- **Problem description**:
Print the items word for word, starting with their first line and going on through the line containing "positive clicks: (429, 147)", both included.

START Dataset

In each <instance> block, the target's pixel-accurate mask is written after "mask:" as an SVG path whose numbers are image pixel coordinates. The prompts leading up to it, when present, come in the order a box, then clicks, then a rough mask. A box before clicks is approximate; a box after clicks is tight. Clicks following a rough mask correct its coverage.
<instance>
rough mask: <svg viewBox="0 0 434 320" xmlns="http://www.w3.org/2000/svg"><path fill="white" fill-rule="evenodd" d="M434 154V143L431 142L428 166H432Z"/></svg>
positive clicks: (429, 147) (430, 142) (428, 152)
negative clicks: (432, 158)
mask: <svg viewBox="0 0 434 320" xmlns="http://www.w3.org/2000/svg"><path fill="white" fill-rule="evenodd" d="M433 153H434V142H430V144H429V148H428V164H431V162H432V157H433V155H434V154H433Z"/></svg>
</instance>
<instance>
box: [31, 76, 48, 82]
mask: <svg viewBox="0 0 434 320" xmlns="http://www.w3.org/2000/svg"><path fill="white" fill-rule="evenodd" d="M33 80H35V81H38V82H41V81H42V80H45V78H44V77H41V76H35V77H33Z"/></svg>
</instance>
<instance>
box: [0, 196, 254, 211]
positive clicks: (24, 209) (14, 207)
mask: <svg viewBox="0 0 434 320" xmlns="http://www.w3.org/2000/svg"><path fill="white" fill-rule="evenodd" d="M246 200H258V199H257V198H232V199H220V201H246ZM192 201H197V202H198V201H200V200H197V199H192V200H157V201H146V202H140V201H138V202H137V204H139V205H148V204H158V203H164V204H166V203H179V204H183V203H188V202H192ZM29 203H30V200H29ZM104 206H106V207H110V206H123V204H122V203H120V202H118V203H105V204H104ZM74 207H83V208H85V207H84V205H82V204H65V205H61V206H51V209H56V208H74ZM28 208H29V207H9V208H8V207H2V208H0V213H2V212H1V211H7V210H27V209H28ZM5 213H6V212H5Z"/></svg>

END Dataset

- **Exercise solution**:
In each <instance> block, the target's pixel-accurate mask is written after "mask:" as an SVG path whose numbers are image pixel coordinates. The prompts leading up to it, when present, come in the order a box, then clicks, then a rough mask. A box before clicks is approximate; a box after clicks is tight. Clicks following a rough mask correct its coverage.
<instance>
rough mask: <svg viewBox="0 0 434 320" xmlns="http://www.w3.org/2000/svg"><path fill="white" fill-rule="evenodd" d="M434 154V143L431 142L428 166H432Z"/></svg>
positive clicks: (429, 147) (430, 142) (428, 152)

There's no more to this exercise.